*Ejercicios*:
• a. Copia un pasaje del fragmento sustituyendo "cantante" por "intérprete". Empieza en las palabras "El elemento de" y termina después de "del progresismo contemporáneo.".
• b. Resume el fragmento en dos oraciones.
• c. Traduce al inglés esta oración del fragmento: "Al final, la palabra ha sido utilizada más por sus detractores que por sus partidarios, en un sentido casi completamente distinto, lo que ha desembocado en una batalla cultural por la “corrección política”."

*Fragmento*:

%%

Lo que parecería una paradoja, más que una provocación, es una cuestión central en un libro – de Carl Rhodes, “El capitalismo ‘woke’. Cómo la moral corporativa amenaza la democracia” – de extrema relevancia, y tal vez incluso un precursor en lo que respecta al debate italiano y europeo. (Carl Rhodes: Capitalismo woke. Come la moralità aziendale minaccia la democrazia, Fazi, 2023)

Se dedica a un fenómeno típicamente norteamericano, que todavía no parece haber afectado significativamente al Viejo Continente: la capacidad de las empresas para apoyar causas progresistas como el medio ambiente, el movimiento LGBT, el antirracismo, los derechos de las mujeres y similares.

En poco más de 300 páginas, el libro desarrolla la temática en 13 capítulos, legibles casi independientemente del resto; el primero de ellos plantea el tema en términos generales, y cada uno de los siguientes lo precisa y enriquece a partir de ejemplos concretos

El elemento de referencia central es el término “woke” del que el autor proporciona una ilustración esencial y completa: como se describe en el tercer capítulo (Los inversores y el estar despierto), la palabra (que literalmente significa “despierto” o por extensión semántica “consciente”) en su sentido político deriva su significado de un discurso de Martin Luther King y del entorno del movimiento por los derechos de los negros en EEUU, que se hizo famoso gracias a la cantante de soul Erykah Nadu en 2008, hasta llegar al Black Lives Matter, el movimiento que lo consagró en 2013 como palabra clave del progresismo contemporáneo.

El término “woke”, que nació con una fuerte connotación social radical (antirracismo pero también anticapitalismo, antiimperialismo, etc.) posteriormente tuvo un cambio semántico para designar una atención un tanto hipócrita y ostentosa a causas progresistas de moda como el racismo, el cambio climático, la igualdad de la mujer y similares.

Al final, la palabra ha sido utilizada más por sus detractores que por sus partidarios, en un sentido casi completamente distinto, lo que ha desembocado en una batalla cultural por la “corrección política”.

%%

Registros del conjunto de datos de anotación de puntos
%%

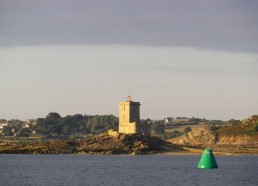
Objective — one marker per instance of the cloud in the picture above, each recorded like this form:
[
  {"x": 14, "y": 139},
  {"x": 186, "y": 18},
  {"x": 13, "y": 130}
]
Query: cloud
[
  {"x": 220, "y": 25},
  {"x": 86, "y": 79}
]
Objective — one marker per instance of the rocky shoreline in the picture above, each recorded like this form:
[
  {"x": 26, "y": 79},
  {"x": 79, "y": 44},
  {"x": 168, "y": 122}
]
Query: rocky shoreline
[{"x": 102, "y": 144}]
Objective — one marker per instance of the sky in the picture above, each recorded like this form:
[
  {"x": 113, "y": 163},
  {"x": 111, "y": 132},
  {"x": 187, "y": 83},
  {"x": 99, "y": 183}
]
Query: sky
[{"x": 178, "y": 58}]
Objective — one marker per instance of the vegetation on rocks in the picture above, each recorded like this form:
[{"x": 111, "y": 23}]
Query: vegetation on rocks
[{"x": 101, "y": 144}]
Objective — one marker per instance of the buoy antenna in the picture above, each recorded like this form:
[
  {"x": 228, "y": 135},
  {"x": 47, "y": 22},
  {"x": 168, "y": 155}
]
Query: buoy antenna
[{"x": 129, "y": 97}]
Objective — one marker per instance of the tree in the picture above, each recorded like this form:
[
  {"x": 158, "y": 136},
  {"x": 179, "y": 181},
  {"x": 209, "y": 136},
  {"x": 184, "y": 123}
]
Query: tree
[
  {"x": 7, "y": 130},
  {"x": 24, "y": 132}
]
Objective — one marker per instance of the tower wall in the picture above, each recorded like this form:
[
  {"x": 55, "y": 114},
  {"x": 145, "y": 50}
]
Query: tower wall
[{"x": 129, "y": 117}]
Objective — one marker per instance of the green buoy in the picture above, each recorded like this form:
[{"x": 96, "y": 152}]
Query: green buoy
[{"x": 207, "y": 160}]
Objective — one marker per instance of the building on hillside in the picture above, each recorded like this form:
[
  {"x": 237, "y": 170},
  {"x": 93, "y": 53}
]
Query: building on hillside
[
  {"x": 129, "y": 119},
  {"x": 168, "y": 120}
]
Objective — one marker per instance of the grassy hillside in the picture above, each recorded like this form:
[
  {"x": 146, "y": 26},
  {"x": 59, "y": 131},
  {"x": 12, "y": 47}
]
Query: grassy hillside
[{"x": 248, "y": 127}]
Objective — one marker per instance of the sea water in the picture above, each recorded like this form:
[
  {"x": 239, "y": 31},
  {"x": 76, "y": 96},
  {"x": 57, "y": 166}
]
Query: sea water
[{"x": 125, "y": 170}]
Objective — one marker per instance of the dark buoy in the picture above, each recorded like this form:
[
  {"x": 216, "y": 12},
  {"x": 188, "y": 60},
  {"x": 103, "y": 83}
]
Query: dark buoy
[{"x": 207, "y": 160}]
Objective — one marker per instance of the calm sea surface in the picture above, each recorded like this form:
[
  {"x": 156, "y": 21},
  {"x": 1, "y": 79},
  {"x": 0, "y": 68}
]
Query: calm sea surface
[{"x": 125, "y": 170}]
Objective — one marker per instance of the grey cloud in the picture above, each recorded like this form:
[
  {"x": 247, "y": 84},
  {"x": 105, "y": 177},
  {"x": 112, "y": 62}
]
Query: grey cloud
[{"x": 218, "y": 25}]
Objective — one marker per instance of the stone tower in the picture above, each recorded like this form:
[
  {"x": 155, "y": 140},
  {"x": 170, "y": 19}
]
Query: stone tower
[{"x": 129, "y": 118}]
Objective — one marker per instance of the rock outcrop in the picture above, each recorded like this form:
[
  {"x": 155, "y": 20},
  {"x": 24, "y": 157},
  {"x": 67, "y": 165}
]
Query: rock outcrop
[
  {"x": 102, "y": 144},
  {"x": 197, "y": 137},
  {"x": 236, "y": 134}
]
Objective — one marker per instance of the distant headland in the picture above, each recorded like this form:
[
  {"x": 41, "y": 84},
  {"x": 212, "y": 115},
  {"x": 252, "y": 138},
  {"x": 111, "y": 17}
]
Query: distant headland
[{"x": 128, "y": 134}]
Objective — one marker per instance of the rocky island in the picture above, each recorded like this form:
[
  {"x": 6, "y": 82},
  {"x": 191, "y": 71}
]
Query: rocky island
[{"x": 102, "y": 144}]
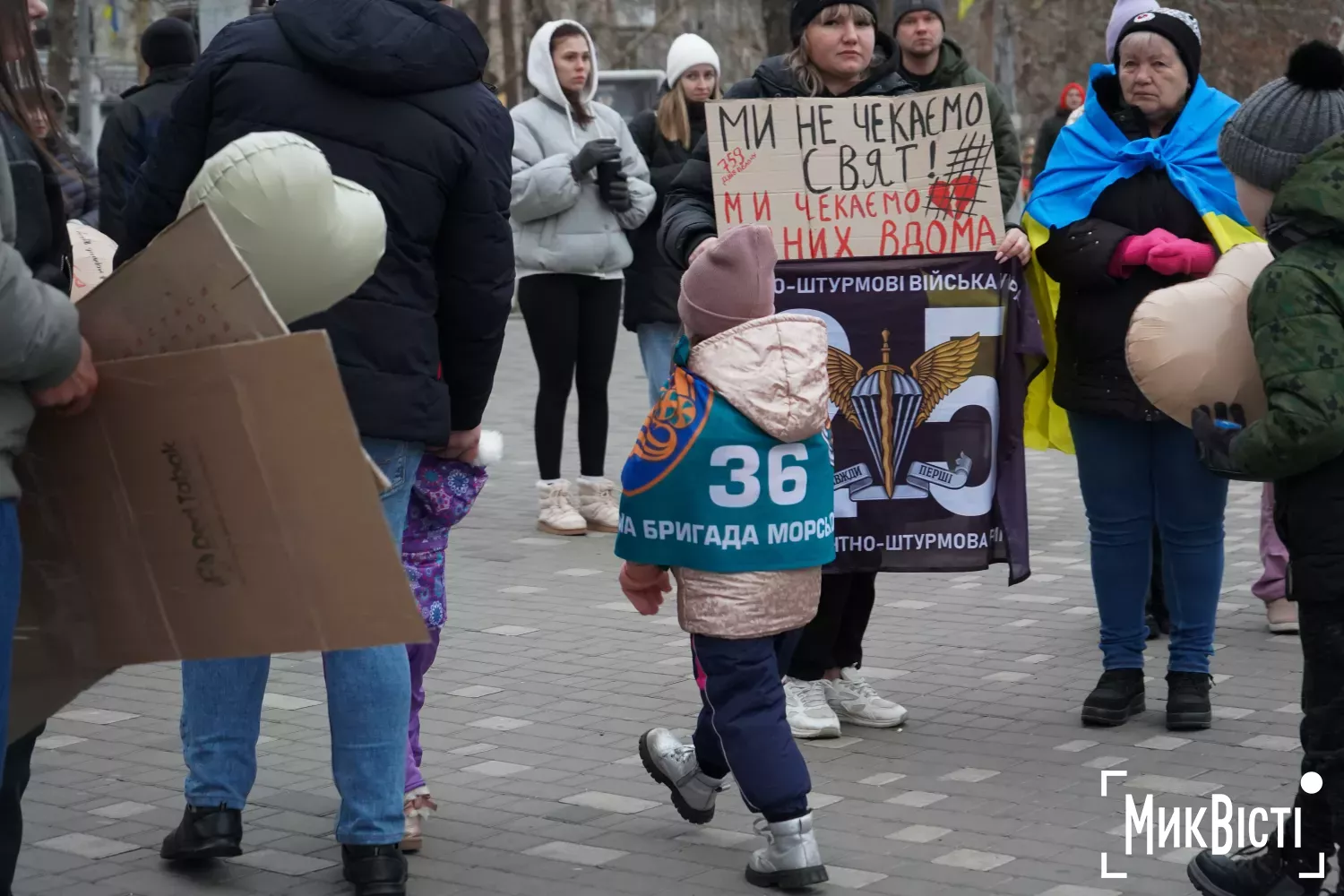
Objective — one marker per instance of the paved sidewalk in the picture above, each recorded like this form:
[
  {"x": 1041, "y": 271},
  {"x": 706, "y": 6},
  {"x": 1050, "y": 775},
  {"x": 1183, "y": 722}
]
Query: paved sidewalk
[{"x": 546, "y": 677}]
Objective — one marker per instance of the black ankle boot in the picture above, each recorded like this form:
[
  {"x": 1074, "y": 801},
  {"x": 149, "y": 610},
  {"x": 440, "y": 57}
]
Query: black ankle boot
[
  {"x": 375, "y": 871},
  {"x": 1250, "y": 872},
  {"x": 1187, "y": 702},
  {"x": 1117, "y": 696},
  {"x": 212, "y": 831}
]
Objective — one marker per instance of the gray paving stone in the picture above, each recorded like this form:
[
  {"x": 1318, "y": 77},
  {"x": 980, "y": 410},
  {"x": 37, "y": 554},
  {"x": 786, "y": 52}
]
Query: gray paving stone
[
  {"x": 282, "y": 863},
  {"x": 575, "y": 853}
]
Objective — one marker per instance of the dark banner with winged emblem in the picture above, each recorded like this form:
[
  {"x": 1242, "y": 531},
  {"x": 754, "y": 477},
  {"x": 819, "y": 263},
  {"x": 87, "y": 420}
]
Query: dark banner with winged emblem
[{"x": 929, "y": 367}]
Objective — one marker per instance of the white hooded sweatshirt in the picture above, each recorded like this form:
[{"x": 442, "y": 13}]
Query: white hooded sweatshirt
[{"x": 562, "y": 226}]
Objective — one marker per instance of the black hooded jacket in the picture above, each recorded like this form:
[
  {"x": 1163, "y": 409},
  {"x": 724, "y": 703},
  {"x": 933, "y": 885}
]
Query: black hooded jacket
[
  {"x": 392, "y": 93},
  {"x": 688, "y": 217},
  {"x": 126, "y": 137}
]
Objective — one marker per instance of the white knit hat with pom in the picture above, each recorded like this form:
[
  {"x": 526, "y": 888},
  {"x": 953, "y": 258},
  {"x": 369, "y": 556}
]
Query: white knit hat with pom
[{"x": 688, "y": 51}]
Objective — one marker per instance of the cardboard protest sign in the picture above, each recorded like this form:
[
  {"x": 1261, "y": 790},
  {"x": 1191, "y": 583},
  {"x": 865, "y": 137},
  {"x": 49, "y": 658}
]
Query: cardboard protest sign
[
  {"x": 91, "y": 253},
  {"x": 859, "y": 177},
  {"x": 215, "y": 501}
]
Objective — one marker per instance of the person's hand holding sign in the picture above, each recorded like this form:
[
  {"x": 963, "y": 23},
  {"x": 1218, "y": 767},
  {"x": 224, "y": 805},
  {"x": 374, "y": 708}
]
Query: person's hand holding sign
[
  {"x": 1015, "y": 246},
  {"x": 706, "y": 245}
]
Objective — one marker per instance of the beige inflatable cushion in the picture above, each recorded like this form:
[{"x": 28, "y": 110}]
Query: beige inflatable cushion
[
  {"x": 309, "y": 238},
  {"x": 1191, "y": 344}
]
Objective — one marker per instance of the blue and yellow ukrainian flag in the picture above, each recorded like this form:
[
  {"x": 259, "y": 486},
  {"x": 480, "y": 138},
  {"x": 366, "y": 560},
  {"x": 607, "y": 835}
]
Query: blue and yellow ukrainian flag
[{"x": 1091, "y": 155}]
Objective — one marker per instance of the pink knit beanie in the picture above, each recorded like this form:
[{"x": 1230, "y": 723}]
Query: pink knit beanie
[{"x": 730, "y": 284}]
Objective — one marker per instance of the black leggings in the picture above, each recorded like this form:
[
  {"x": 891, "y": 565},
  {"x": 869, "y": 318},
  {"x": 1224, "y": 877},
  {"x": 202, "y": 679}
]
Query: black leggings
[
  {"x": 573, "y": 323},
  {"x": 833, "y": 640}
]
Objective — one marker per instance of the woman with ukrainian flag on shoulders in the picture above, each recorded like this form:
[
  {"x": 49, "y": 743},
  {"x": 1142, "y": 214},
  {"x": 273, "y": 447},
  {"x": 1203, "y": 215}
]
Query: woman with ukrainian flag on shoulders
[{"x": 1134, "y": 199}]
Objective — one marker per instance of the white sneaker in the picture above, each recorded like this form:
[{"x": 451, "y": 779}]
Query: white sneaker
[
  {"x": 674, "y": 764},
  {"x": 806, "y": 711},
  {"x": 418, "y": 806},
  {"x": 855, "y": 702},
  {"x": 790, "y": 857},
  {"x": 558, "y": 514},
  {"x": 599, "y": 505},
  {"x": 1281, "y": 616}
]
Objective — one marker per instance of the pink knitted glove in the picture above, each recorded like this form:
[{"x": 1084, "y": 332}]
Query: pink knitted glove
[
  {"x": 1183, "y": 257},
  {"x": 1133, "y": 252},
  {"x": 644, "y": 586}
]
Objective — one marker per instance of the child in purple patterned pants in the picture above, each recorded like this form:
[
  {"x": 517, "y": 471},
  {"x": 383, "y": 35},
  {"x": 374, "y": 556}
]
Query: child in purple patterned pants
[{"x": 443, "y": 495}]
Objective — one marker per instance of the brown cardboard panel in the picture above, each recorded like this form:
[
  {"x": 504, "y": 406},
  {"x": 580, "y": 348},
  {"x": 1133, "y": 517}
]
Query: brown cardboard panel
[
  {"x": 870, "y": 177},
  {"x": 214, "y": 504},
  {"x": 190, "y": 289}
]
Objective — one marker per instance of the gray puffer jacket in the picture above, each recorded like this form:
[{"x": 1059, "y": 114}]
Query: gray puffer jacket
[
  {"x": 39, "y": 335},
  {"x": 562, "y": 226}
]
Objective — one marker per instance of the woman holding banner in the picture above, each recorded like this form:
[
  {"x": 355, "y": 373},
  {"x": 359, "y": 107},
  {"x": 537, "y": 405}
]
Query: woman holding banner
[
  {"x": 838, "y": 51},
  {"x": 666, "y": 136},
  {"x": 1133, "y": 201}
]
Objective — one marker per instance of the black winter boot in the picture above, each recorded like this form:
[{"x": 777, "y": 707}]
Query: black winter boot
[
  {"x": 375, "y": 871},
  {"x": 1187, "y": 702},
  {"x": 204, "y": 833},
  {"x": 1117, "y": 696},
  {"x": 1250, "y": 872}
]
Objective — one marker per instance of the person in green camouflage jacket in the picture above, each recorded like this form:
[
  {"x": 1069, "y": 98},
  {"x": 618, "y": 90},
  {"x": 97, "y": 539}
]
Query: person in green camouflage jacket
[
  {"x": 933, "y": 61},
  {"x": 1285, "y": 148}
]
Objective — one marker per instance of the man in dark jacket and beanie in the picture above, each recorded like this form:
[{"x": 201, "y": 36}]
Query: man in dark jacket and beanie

%%

*Soluciones desarrolladas*:
• a.
El elemento de referencia central es el término “woke” del que el autor proporciona una ilustración esencial y completa: como se describe en el tercer capítulo (Los inversores y el estar despierto), la palabra (que literalmente significa “despierto” o por extensión semántica “consciente”) en su sentido político deriva su significado de un discurso de Martin Luther King y del entorno del movimiento por los derechos de los negros en EEUU, que se hizo famoso gracias a la intérprete de soul Erykah Nadu en 2008, hasta llegar al Black Lives Matter, el movimiento que lo consagró en 2013 como palabra clave del progresismo contemporáneo.

• b. El fragmento presenta un libro de Carl Rhodes sobre el capitalismo "woke", un fenómeno típicamente norteamericano que consiste en la capacidad de las empresas para apoyar causas progresistas. Explica que el término "woke" procede del entorno del movimiento por los derechos de los negros en EEUU, pasó después a designar una atención un tanto hipócrita y ostentosa a causas progresistas de moda y ha sido utilizado más por sus detractores que por sus partidarios.

• c. In the end, the word has been used more by its detractors than by its supporters, in an almost completely different sense, which has led to a cultural battle over "political correctness."